___ QUOTED PASSAGE ___

About Katie Sluiter

Katie Sluiter is currently an 8th English teacher in West Michigan. She has taught middle school, high school, and community college and has her Masters Degree and is currently working on her doctoral degree in Teaching English. Her writing has been featured on Writers Who Care, The Nerdy Book Club, and Dr. Bickmore's YA Wednesday. She is a member of the National Council for Teachers of English (NCTE), the Michigan Council of Teachers of English (MCTE) and ALAN (the Assembly on Literature of Adolescents of the NCTE). She is a National Writing Project participant, has presented at both state and national conferences, and has been published in the Language Arts Journal of Michigan multiple times.

Reading should not be presented to a child as a chore, a duty. It should be offered as a gift. ~Katie DiCamillo

One of my biggest challenges for the past thirteen years as an English teacher has been getting my students to read, and I know I am not alone with this frustration. Getting teenagers to read anything let alone the required reading is like trying to bathe a cat–a lot of unpleasant work for pretty meager results.

One of my biggest challenges for the past thirteen years as an English teacher has been getting my students to read Click To Tweet

In the old days, we assigned reading then gave a quiz or something the next day so students could show they read what they were supposed to the night–or class–before. If we wanted students to do independent choice books, we assigned reading logs. The problem with these “assessments” is that they were making reading a chore, a hoop that students had to jump through for a grade. And how many students were actually doing the reading? How many students later said, “yeah, I never actually read The Great Gatsby. I just listened in class and copied someone’s study questions. That is all you needed to do to pass the quizzes.”?

Look at what else students are “assigned” to read: nonfiction accounts of historical events, scientific jargon, math explanations, and then we add a stuffy piece of “canonical” literature to that pile and we wonder why they don’t want to read anything.

___

YOUR TASK: According to the passage on getting students to read, what was wrong with the quizzes and reading logs used "in the old days"?

___ GIVEN RECORDS ___

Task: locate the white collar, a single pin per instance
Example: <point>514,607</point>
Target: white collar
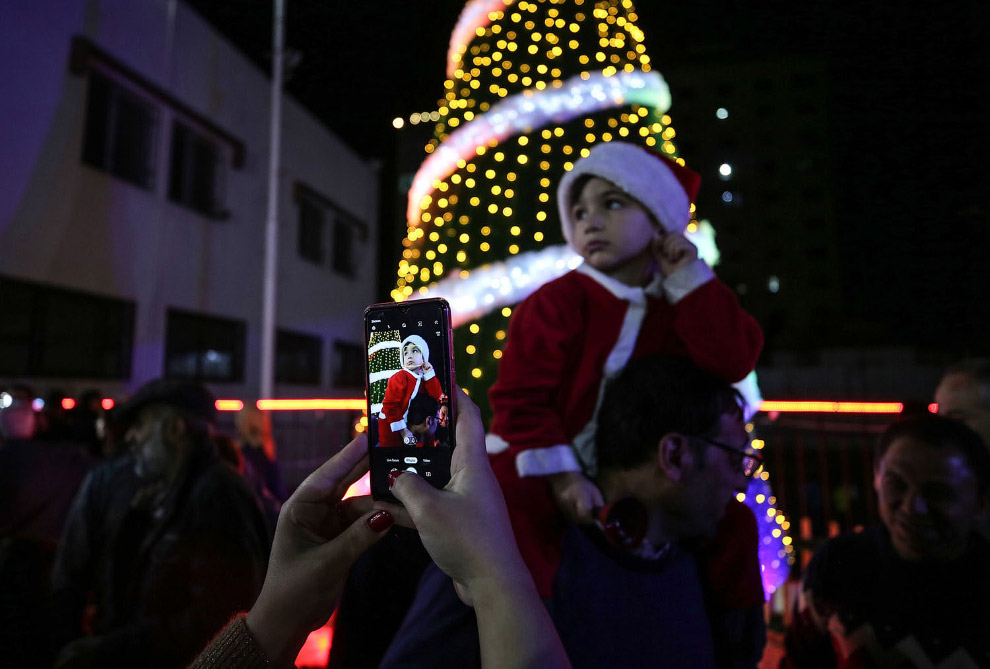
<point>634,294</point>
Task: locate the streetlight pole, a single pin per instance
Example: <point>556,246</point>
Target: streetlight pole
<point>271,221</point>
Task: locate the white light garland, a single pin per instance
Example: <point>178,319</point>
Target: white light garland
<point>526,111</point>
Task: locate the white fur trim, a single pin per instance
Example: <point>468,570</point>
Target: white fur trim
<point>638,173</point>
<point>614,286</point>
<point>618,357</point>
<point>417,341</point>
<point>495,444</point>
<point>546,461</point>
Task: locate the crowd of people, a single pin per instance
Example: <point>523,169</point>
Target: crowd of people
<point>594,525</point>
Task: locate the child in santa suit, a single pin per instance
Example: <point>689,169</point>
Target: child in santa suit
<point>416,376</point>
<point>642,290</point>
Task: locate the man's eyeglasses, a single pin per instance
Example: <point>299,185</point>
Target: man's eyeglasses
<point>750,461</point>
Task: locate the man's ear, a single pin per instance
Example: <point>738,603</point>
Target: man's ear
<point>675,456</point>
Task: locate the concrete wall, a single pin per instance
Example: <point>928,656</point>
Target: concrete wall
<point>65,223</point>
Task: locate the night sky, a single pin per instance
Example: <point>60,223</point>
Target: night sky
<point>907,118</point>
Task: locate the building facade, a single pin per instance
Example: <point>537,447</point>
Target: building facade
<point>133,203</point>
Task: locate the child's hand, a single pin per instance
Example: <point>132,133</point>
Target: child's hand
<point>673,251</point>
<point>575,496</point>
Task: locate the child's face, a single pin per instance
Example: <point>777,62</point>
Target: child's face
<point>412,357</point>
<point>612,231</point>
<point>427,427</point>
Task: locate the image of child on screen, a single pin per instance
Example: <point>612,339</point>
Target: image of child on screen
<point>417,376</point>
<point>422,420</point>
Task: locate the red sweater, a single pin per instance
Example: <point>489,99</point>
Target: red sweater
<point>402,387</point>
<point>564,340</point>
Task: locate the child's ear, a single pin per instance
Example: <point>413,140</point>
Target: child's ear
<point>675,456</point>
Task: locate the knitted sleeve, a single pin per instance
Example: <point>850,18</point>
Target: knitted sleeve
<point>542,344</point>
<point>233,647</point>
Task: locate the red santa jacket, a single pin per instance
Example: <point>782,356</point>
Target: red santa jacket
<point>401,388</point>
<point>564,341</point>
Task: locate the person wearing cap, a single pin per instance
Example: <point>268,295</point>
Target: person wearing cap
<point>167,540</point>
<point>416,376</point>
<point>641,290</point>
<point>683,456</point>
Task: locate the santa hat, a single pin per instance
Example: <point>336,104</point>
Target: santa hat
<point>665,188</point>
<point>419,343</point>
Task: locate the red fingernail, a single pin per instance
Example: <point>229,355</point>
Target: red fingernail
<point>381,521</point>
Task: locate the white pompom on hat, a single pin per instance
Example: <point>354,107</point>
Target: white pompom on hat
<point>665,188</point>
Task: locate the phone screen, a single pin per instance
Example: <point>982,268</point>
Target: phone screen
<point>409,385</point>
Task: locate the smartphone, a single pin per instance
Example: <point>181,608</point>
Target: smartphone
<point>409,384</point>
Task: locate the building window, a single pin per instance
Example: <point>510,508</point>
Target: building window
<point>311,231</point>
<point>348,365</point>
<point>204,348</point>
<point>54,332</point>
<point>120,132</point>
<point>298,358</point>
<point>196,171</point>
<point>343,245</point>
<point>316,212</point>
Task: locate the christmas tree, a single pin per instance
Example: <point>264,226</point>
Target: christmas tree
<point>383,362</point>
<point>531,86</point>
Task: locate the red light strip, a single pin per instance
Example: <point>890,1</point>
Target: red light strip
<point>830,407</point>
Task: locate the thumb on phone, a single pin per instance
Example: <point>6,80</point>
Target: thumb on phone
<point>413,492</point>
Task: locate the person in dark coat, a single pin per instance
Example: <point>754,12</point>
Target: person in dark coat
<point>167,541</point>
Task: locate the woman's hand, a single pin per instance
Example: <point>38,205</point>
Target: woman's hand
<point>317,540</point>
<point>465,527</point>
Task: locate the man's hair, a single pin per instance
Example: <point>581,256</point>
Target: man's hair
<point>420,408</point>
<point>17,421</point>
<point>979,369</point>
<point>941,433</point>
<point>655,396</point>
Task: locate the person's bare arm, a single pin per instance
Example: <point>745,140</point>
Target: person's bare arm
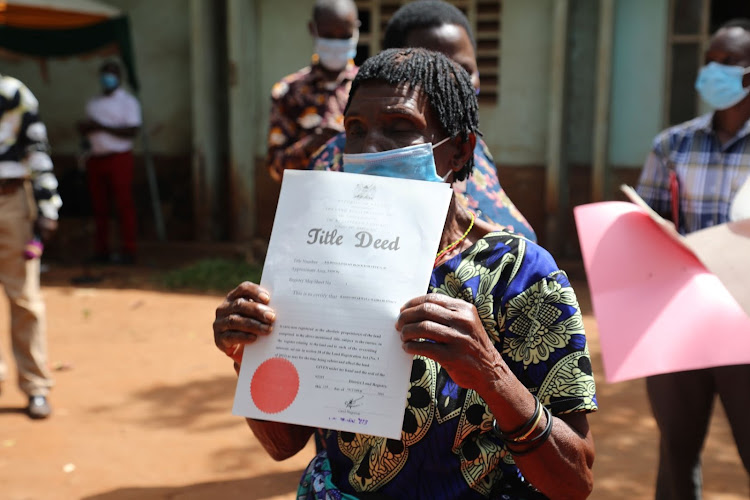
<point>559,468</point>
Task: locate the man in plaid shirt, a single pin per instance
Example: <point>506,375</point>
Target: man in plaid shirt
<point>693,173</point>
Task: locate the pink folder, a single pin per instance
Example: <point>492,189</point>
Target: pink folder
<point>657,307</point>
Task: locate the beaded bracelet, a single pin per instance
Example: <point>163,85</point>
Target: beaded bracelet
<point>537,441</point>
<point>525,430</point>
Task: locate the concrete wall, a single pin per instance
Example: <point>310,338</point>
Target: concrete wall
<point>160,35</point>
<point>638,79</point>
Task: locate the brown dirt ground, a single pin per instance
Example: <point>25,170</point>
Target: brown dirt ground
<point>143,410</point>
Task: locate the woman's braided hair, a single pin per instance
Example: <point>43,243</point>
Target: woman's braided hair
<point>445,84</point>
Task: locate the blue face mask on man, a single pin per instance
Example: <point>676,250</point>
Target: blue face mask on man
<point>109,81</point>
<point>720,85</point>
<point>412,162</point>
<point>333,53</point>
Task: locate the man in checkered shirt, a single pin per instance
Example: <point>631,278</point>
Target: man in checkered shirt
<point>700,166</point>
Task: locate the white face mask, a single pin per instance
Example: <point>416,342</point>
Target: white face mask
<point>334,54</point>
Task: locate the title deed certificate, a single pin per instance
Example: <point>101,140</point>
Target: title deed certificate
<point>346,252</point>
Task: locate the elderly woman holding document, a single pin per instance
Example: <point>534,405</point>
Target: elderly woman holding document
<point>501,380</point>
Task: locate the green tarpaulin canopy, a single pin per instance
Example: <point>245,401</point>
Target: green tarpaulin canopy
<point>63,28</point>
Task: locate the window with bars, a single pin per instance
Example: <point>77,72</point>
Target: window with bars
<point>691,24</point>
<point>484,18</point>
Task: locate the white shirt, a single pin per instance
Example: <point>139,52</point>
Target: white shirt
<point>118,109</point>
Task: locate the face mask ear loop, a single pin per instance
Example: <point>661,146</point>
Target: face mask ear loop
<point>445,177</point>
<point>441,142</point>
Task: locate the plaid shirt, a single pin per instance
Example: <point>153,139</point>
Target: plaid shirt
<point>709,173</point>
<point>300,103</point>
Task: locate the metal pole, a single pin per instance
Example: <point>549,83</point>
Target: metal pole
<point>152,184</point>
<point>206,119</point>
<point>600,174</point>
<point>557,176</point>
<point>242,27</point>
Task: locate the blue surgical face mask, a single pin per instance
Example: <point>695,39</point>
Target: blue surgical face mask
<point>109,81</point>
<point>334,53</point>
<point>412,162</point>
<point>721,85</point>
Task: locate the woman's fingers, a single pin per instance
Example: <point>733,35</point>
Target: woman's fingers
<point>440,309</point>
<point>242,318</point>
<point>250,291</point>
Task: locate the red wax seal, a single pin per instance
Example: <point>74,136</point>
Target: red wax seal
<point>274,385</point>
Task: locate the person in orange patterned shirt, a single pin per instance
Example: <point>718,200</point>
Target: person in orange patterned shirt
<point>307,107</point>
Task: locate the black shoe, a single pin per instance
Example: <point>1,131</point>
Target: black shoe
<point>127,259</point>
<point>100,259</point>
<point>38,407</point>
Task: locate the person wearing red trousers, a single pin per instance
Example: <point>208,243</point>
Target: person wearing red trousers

___
___ GIVEN RECORDS ___

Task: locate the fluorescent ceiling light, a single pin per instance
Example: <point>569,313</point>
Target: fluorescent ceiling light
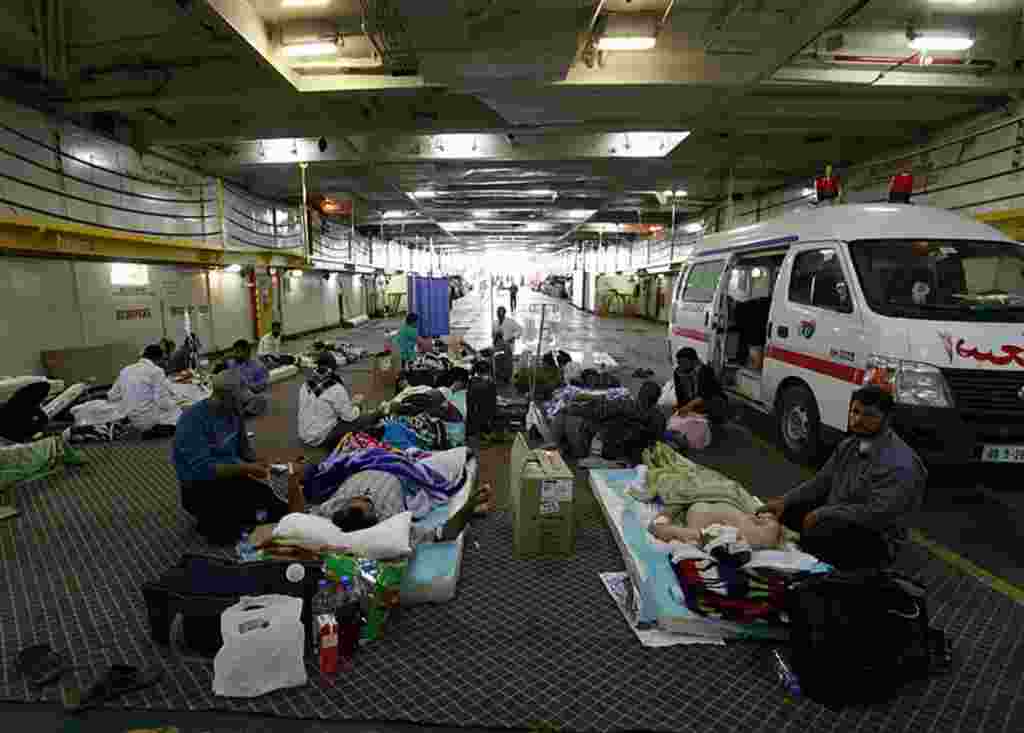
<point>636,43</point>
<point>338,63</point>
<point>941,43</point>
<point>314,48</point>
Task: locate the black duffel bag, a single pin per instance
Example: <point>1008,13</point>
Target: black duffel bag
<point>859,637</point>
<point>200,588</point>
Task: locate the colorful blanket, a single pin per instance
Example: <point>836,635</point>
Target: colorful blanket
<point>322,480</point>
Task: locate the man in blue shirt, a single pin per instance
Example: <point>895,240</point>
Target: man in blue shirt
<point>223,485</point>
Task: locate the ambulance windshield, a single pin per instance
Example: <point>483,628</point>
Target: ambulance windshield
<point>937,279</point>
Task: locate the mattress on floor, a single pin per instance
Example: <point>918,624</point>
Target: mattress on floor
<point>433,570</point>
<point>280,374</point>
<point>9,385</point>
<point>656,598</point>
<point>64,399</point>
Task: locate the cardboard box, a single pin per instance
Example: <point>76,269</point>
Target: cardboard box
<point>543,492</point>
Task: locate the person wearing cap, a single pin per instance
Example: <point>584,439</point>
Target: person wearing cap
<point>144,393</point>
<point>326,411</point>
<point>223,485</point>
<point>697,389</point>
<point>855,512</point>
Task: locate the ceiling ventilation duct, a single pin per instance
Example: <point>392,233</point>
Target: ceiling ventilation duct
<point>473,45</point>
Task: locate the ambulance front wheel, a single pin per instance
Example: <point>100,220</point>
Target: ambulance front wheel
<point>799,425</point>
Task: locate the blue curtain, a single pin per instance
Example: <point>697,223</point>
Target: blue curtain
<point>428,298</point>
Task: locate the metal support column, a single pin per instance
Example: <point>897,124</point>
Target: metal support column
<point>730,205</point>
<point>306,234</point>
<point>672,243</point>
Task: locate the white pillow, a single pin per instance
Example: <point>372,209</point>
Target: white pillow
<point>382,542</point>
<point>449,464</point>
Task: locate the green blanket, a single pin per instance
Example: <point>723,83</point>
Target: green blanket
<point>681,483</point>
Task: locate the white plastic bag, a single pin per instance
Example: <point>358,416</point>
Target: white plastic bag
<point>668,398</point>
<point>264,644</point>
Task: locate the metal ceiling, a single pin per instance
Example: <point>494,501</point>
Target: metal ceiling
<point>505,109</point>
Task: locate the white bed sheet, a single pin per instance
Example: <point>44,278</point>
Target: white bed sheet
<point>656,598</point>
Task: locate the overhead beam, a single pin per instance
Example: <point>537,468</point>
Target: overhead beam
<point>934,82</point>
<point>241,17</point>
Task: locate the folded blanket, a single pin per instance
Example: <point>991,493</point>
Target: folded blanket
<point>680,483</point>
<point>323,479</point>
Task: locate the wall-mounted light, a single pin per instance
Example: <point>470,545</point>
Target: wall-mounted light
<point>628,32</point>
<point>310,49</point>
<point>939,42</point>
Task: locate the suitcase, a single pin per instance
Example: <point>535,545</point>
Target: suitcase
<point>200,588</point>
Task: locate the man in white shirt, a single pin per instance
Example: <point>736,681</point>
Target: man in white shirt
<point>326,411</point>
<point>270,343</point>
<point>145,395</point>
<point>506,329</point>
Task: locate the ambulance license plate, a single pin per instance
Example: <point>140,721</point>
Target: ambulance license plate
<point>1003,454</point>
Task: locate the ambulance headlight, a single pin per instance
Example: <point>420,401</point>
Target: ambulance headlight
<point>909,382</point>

___

EXERCISE RESPONSE: They made reading a chore, a hoop students had to jump through for a grade. They also didn't ensure that students read: some never read The Great Gatsby and still passed the quizzes by listening in class and copying someone's study questions.